### [WHAT IS BEING ASKED]
Could you repeat every one of the entries below word for word, leaving the pictures out?

### [Saved data entries]
..........
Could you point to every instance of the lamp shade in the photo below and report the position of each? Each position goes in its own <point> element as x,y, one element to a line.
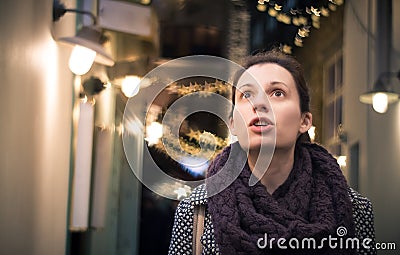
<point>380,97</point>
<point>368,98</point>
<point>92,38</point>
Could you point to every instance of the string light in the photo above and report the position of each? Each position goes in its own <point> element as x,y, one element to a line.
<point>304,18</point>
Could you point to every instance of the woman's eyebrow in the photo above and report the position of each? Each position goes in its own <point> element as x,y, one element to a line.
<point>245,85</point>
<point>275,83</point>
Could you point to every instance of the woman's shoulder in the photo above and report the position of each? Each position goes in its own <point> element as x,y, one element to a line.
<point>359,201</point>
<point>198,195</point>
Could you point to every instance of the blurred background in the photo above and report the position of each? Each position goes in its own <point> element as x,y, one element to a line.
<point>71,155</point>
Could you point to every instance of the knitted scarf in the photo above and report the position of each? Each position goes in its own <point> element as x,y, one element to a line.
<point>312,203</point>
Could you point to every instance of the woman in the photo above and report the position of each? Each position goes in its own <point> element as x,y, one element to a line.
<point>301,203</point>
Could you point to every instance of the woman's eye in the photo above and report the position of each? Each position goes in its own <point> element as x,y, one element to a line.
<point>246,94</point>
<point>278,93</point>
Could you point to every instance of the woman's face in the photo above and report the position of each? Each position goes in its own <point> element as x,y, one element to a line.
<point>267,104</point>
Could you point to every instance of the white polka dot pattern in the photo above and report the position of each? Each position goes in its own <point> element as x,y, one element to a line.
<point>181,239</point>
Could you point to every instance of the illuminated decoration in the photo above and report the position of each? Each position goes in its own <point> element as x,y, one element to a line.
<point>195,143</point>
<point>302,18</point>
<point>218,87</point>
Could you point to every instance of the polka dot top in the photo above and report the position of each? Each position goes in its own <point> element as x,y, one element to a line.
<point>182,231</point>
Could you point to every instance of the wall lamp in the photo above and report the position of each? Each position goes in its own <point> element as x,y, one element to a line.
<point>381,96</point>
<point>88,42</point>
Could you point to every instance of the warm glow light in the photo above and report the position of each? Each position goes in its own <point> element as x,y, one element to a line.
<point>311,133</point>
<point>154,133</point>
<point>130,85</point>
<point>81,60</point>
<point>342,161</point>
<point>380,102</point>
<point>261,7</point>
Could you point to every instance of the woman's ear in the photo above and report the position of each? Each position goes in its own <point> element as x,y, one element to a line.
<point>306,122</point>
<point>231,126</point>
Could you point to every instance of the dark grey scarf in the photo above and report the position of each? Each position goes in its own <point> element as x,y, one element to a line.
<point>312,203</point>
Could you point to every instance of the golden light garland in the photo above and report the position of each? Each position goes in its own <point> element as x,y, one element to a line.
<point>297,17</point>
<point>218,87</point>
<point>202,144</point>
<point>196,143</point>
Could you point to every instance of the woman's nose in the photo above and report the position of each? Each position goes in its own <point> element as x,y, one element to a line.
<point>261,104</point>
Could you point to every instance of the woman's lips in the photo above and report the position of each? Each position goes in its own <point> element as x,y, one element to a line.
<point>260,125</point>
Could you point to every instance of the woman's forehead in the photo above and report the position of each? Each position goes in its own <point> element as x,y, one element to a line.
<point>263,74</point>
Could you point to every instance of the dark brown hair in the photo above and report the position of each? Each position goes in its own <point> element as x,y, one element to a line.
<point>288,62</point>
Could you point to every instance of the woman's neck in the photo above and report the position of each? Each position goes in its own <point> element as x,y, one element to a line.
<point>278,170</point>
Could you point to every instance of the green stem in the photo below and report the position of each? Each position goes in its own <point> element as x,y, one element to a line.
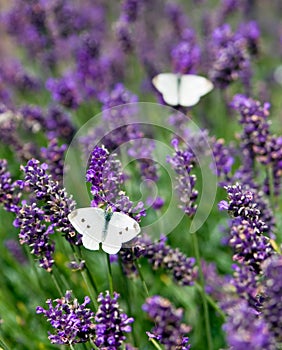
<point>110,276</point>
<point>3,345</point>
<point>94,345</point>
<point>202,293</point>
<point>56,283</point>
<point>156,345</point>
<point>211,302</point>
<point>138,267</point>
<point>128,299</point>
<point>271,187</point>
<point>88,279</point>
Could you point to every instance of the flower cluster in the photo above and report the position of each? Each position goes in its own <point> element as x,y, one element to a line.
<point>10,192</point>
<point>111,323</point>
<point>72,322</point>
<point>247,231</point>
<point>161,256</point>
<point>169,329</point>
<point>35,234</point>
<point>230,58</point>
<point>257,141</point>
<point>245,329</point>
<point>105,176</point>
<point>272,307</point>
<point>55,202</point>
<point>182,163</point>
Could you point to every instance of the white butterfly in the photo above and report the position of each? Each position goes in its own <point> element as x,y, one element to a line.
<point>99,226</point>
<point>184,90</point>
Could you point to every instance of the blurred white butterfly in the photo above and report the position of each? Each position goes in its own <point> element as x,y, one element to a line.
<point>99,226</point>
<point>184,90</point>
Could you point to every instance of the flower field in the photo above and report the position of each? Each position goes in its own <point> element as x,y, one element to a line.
..........
### [SOLVED PROBLEM]
Could you point to every instance of the lamp shade in the photo below and report the position of each? Each position goes in its own <point> element as x,y, one element to a line.
<point>380,97</point>
<point>368,98</point>
<point>92,38</point>
Could you point to every instance of the string light in the photo above and report the position of each? Each position goes in its own <point> element as x,y, one element to a line.
<point>304,18</point>
Could you point to every instance of the woman's eyebrow in the photo above and report the position of each? Each position goes in its own <point> element as x,y, one element to a line.
<point>245,85</point>
<point>275,83</point>
Could you point to every instance of the woman's shoulder in the photo above and report the position of each? Each position goes in its own <point> element as x,y, one element to a line.
<point>359,201</point>
<point>198,195</point>
Could you point to every instance of the blurred background in the photo above and report the position of each? Each position goes in its own <point> element as x,y, one element to a line.
<point>71,155</point>
Could you point to every instance of the knitted scarf in the photo above and report the position of each? Each position goes in its own <point> element as x,y, one element to a line.
<point>312,203</point>
Could you point to every instance of the woman in the photo above and report the position of each? Each position goes in its own <point> element as x,y, one element to a line.
<point>301,203</point>
Could you point to every instance of the woman's eye in the photo above and report the position of each? Each position goes in its own <point> element as x,y, one element to a line.
<point>246,94</point>
<point>278,93</point>
Could you point to every instance of the woman's face in the photo above and report the position of each? Each position goes in its own <point> element as x,y, one element to a line.
<point>267,104</point>
Could you point to every instance of the white polka dot pattern in the photo above and report the position of each? Each position goes in its own <point> element as x,y, one element to a line.
<point>181,239</point>
Could you point to every instance of the illuminated decoration in the photo above and report the position of each? Each position goes in its own <point> element as x,y, one element to a line.
<point>195,143</point>
<point>302,18</point>
<point>218,87</point>
Could you point to every instance of the polka dot top in the photo above and report the position of each? Each position goes in its own <point> element as x,y, one element to a line.
<point>182,231</point>
Could you point to every instance of the wall lamp in the photo above and report the position of each? Each position goes in its own <point> element as x,y, one element to a line.
<point>381,96</point>
<point>88,42</point>
Could you point to every instance of the warm glow light in the photo above and report the position of each? Each position goes in its own <point> element as x,y, one element to a line.
<point>311,133</point>
<point>154,133</point>
<point>130,85</point>
<point>81,60</point>
<point>342,161</point>
<point>380,102</point>
<point>261,7</point>
Could you point to every instance of the woman's ear in the photo above and report the position of each? Each position goes in its own <point> element as x,y, one element to a line.
<point>306,122</point>
<point>231,126</point>
Could you point to every instance of the dark grey scarf in the photo above and report the position of each? Each position goes in its own <point> element as x,y, one element to a line.
<point>312,203</point>
Could you point to every instance of the golden light garland in the photo above and report the position of each? Each position goes in its own <point> element as x,y, one element to a line.
<point>297,17</point>
<point>218,87</point>
<point>202,144</point>
<point>196,143</point>
Could you point to every instance of the woman's nose in the photo above and report the position of each? Each position goes in its own <point> element as x,y, one element to a line.
<point>261,104</point>
Could you point to every instance of the woman's lips in the photo above and report the position of each? Each position goes in its own <point> element as x,y, one element to a line.
<point>260,125</point>
Could you point to every instance of the woman's forehead in the photo above and report the position of each? Each position goes in its own <point> element as x,y, one element to a line.
<point>263,74</point>
Could you point to every instance of the dark brown hair in the photo above and report the position of each? Each position goes in its own <point> element as x,y, one element to a line.
<point>288,62</point>
Could you point to every instance of the woman's neck in the photo above and report the position of each? Each position goes in its own <point> element as x,y, one element to a line.
<point>278,170</point>
Could you point to every instance of the green stem in the photo below and report the position of each? Each position goes in its own <point> element as x,y, one element to a line.
<point>110,276</point>
<point>3,345</point>
<point>94,345</point>
<point>202,293</point>
<point>56,283</point>
<point>156,345</point>
<point>211,302</point>
<point>138,267</point>
<point>128,299</point>
<point>271,187</point>
<point>88,279</point>
Could you point to every instance of the flower cluster in the photo above and report the position of each? Each position goes in its own <point> element as x,y, one element to a line.
<point>10,192</point>
<point>111,323</point>
<point>72,322</point>
<point>247,231</point>
<point>161,256</point>
<point>169,329</point>
<point>35,234</point>
<point>230,58</point>
<point>257,141</point>
<point>245,329</point>
<point>105,176</point>
<point>272,307</point>
<point>55,202</point>
<point>182,163</point>
Could you point to every instance of the white butterfly in the photo above and report the position of each? Each position goes in its own <point> element as x,y, one element to a line.
<point>99,226</point>
<point>184,90</point>
Could you point to every instance of the blurred white butterfly in the photo above and report the position of each? Each position goes in its own <point> element as x,y, one element to a line.
<point>99,226</point>
<point>184,90</point>
Could you point to every instance of the flower field in the photo above and report the position of each? Each position goes in its own <point> element as x,y, one element to a line.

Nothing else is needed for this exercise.